YOUR OBJECTIVE: Below are records; write all of them out exactly.

(Stored data entries)
□ □ □ □

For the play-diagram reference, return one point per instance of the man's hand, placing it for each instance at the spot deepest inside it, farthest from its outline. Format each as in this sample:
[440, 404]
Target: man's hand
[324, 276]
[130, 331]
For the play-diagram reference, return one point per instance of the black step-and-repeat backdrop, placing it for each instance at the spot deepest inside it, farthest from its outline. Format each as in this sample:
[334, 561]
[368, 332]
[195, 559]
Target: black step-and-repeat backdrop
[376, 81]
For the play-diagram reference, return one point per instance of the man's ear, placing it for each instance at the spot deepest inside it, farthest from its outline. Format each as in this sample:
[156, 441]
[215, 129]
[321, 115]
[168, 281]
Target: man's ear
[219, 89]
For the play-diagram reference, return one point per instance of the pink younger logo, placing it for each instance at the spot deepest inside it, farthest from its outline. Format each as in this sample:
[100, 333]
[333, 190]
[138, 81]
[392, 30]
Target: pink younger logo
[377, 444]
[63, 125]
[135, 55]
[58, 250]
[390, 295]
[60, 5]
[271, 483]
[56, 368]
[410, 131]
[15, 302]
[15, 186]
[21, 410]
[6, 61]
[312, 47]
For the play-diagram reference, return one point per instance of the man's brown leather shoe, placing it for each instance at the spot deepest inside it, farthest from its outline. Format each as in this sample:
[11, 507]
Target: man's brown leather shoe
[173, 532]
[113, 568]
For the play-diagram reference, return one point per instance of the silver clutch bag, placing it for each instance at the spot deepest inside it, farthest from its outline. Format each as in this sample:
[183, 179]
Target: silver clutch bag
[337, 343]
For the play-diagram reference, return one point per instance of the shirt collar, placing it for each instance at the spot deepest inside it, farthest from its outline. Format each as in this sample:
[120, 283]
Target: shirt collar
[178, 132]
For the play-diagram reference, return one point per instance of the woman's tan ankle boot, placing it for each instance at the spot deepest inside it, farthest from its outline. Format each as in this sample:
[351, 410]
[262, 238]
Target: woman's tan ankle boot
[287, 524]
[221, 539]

□ □ □ □

OUTPUT OF THE EXERCISE:
For the play-diagram reference, return one point per instance of the man's hand, placing it for each instance at the spot deepest inside it, farthest from its outline. Format each as in this sample:
[440, 404]
Target: man's hand
[324, 276]
[130, 331]
For the play-diagram reference, return one point per instance of the black step-and-repeat backdrop, placing it for each instance at the spot deepest inside it, farthest from its outline. Format each as in this sample:
[334, 561]
[368, 332]
[195, 559]
Target: black step-and-repeat backdrop
[376, 81]
For the play-diagram reference, return one point per instance of the man's ear, placing it for each instance at the spot deepest inside it, farthest from its outline. Format each as in this sample:
[156, 441]
[215, 129]
[321, 115]
[168, 281]
Target: man's ear
[219, 89]
For the play-diagram reference, return one point per instance of the pink younger logo, placing it for each instance at the spot deepest inside it, farthest from its outline. Format each as in this sample:
[100, 333]
[333, 190]
[138, 81]
[392, 30]
Target: pink younger logo
[377, 444]
[63, 125]
[135, 55]
[58, 250]
[390, 295]
[60, 5]
[271, 483]
[56, 368]
[410, 131]
[15, 302]
[15, 186]
[21, 410]
[6, 61]
[312, 47]
For the play-diagram reference, return one point per instance of the man's brown leather shoe, placing it for each instance at the spot deepest inside it, farthest from its outline. Format each as in this sample:
[11, 507]
Target: man's brown leather shoe
[173, 532]
[113, 568]
For the play-diagram reference, return one point per instance of the silver clutch bag, placing it for each instance at the spot deepest inside it, farthest from its outline. Format each as in this sample:
[183, 179]
Target: silver clutch bag
[337, 343]
For the play-diagram reference, return one point per instance of the shirt collar, placing it for each instance at the spot deepest inside it, farthest from its outline. Format each as in this sample:
[120, 283]
Target: shirt collar
[178, 132]
For the play-diagram reference, return one point per instance of the woman's tan ankle boot, placing it for each instance at the spot deepest inside it, farthest from its outline. Format each as in this sample:
[351, 410]
[262, 238]
Target: woman's tan ankle boot
[287, 524]
[221, 539]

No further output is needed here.